** Brief **
Return exactly the line that contains "the blue pool" and all lines beneath it in the entries, through the very last one.

[Records from a collection]
○ ○ ○ ○ ○ ○ ○
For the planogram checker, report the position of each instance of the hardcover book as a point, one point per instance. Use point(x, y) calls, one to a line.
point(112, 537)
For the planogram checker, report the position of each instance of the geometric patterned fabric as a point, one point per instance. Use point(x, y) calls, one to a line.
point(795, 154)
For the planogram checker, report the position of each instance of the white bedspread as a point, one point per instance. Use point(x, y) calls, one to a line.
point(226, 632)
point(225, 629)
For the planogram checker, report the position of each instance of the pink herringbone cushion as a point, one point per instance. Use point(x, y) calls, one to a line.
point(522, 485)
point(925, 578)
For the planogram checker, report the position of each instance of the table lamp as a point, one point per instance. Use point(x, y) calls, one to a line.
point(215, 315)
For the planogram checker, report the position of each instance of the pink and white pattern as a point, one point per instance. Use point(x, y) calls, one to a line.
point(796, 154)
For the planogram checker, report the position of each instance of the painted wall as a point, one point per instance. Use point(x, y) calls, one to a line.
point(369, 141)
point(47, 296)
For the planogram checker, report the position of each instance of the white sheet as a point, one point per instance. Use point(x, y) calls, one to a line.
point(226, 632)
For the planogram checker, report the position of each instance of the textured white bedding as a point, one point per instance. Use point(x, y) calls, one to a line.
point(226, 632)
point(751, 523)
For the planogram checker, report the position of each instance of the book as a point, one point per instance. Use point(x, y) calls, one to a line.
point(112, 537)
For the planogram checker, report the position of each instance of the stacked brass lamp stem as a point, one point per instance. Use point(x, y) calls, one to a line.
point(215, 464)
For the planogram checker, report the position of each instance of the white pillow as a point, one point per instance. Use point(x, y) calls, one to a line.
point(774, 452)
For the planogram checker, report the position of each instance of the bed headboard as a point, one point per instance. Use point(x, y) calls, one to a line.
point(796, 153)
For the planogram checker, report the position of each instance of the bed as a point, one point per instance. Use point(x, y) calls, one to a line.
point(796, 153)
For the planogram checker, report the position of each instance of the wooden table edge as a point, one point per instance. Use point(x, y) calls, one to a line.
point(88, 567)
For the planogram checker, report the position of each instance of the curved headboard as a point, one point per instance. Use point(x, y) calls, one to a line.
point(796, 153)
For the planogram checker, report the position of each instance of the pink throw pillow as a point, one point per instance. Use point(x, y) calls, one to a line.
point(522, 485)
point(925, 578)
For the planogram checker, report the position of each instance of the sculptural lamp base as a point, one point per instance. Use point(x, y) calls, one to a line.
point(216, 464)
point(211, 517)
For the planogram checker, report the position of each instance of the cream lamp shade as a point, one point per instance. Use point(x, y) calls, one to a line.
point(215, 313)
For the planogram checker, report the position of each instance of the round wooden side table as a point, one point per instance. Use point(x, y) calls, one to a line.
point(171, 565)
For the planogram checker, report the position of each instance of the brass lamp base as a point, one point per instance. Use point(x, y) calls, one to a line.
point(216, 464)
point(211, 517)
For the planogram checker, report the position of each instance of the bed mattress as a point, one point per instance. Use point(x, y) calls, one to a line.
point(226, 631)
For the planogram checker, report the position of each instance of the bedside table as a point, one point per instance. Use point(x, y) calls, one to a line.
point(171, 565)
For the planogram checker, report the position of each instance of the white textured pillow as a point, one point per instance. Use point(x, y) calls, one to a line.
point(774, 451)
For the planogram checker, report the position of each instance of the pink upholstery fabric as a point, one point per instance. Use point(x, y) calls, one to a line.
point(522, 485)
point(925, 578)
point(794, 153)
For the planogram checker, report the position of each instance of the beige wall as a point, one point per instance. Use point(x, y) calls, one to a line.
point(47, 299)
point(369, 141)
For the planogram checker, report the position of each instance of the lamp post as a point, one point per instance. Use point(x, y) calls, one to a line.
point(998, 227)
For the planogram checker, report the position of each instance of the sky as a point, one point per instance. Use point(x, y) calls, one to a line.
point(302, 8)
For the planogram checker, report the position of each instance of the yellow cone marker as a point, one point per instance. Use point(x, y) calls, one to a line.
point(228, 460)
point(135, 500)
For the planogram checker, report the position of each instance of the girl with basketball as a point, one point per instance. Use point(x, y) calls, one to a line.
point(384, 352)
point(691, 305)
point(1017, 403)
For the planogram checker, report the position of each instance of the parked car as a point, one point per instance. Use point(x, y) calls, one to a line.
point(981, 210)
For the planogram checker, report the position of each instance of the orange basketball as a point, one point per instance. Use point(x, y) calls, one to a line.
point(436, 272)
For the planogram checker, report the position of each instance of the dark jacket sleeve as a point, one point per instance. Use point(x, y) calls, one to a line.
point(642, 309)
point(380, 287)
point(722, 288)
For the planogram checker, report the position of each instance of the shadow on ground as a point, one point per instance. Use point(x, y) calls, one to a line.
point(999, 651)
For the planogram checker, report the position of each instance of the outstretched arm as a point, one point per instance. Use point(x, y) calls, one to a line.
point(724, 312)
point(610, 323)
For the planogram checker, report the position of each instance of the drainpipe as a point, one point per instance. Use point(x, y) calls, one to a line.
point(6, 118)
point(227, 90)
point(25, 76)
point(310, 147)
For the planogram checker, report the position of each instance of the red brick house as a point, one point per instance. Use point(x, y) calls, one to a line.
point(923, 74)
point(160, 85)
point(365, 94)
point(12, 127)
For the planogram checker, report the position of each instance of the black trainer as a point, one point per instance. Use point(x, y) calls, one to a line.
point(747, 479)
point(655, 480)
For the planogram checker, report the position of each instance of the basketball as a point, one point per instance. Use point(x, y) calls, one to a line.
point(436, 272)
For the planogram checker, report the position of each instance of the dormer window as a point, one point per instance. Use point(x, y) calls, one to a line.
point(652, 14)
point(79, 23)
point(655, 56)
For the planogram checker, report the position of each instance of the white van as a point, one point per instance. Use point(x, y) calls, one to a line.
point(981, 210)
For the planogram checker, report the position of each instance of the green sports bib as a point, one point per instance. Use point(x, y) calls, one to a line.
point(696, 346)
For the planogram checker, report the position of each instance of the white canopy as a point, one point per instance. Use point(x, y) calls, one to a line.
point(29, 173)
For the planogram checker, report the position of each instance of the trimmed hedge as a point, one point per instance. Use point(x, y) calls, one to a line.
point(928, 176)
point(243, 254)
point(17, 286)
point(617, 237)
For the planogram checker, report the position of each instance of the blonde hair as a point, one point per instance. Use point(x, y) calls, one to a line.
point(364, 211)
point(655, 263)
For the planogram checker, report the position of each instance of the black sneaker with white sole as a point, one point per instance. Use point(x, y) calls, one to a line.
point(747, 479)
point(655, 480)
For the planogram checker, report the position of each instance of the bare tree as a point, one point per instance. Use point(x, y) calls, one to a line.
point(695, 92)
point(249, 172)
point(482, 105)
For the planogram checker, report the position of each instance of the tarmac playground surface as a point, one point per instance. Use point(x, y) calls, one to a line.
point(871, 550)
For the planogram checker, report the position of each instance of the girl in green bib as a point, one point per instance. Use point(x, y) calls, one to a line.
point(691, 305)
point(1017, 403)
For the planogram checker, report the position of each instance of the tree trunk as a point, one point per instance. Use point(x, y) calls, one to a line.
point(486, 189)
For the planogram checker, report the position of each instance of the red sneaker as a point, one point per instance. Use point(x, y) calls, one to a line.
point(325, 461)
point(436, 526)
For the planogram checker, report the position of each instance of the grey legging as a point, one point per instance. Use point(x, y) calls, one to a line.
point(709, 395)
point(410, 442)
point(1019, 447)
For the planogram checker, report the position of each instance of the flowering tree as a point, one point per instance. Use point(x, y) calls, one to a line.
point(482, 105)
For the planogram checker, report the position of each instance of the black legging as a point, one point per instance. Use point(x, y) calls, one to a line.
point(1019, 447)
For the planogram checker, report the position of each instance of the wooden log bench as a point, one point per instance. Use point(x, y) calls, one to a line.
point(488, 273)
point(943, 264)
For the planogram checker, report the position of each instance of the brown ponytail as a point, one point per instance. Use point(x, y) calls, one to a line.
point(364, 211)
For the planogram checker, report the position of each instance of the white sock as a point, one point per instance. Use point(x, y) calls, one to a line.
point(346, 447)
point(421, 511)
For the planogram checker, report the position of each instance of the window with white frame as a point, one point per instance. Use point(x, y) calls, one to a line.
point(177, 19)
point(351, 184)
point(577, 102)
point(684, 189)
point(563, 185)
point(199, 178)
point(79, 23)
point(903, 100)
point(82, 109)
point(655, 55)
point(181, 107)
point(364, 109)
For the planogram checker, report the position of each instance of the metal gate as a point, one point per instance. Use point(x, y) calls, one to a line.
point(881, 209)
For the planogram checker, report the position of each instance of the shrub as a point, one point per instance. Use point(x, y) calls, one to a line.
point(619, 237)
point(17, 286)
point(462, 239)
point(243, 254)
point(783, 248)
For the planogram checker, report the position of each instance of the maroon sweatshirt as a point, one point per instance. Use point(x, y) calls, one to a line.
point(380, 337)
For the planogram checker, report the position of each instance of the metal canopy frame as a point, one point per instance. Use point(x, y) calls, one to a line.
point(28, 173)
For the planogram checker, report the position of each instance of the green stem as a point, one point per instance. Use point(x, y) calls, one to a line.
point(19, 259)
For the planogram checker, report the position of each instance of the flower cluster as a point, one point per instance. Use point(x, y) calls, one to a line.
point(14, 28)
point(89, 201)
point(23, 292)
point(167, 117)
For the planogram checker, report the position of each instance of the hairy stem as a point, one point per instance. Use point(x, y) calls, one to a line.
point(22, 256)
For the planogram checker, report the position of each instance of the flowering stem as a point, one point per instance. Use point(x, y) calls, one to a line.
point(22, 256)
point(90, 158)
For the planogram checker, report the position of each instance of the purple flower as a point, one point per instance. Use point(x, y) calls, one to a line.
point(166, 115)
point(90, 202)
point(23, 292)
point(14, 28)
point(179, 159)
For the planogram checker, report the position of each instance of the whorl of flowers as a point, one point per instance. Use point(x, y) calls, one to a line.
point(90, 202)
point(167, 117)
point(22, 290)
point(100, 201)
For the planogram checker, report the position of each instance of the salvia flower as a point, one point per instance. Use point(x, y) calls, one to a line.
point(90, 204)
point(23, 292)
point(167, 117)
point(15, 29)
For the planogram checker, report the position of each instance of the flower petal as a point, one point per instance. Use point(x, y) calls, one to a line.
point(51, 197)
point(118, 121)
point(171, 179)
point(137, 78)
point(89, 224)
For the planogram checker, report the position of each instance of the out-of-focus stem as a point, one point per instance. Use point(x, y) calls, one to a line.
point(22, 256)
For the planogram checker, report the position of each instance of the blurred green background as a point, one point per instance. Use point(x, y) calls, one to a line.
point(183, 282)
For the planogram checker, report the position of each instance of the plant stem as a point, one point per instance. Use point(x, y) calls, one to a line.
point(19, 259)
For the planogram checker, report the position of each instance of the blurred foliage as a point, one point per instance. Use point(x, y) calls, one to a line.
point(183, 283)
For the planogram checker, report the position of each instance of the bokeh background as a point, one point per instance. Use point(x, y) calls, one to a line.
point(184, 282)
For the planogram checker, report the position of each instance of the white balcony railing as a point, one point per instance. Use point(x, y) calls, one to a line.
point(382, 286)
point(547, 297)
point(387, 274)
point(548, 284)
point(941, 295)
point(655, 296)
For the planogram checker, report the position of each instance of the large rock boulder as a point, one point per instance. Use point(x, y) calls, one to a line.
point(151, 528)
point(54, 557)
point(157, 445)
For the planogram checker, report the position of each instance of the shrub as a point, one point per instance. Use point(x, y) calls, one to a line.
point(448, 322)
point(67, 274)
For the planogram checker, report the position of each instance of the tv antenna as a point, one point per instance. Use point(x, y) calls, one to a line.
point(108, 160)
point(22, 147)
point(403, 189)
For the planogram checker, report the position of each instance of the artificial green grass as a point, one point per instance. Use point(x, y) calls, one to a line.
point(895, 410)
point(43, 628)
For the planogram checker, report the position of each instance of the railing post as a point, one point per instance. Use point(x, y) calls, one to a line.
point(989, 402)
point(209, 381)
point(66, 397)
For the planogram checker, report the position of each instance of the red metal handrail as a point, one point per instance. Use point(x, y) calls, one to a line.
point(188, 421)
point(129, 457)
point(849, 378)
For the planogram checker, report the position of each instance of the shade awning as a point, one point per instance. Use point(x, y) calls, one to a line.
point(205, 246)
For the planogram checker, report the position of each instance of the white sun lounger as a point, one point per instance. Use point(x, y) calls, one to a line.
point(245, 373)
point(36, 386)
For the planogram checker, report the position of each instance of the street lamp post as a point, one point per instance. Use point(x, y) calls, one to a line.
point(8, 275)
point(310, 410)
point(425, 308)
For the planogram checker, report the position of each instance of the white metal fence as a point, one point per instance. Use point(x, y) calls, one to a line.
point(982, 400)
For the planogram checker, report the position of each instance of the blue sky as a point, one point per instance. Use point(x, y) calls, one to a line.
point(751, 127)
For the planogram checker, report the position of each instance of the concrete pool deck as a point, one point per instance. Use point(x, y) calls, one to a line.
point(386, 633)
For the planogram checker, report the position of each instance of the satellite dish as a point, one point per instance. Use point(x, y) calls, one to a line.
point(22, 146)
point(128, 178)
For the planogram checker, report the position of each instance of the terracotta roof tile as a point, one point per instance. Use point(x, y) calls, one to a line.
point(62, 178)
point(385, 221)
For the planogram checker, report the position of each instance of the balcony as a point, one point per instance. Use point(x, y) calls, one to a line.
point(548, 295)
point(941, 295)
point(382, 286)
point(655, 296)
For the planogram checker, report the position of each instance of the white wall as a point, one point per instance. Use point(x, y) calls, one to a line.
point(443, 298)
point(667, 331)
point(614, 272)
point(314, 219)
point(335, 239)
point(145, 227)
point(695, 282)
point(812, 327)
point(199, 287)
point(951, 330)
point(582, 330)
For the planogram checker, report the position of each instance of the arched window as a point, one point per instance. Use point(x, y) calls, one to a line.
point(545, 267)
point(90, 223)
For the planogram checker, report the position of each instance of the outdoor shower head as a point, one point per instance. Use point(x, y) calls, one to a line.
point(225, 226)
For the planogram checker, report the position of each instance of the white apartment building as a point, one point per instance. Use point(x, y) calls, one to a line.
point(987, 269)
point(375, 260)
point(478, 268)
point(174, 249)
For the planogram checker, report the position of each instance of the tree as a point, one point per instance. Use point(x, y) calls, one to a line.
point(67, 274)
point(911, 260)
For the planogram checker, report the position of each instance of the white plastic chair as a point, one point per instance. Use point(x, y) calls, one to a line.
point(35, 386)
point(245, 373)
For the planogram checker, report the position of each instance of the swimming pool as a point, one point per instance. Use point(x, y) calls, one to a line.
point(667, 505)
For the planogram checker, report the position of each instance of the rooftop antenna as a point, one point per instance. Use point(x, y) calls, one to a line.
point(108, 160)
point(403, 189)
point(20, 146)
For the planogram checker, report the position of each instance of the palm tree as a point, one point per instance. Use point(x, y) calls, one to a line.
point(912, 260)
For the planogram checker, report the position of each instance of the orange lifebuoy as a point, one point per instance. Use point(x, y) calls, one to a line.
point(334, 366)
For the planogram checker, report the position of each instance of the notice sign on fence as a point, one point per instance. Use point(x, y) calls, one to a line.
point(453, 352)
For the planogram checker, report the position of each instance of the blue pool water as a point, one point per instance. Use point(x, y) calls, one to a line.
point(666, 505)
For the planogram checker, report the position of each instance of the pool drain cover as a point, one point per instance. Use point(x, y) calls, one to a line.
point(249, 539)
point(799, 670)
○ ○ ○ ○ ○ ○ ○
** Response for this exercise **
For the planogram checker, report the position of each instance of the blue pool water as a point, one point per instance. Use point(x, y) calls, one to a line.
point(666, 505)
For the planogram checker, report the position of each instance of the pool drain cover as a point, one point per instance. Use point(x, y) calls, one to a line.
point(249, 539)
point(799, 670)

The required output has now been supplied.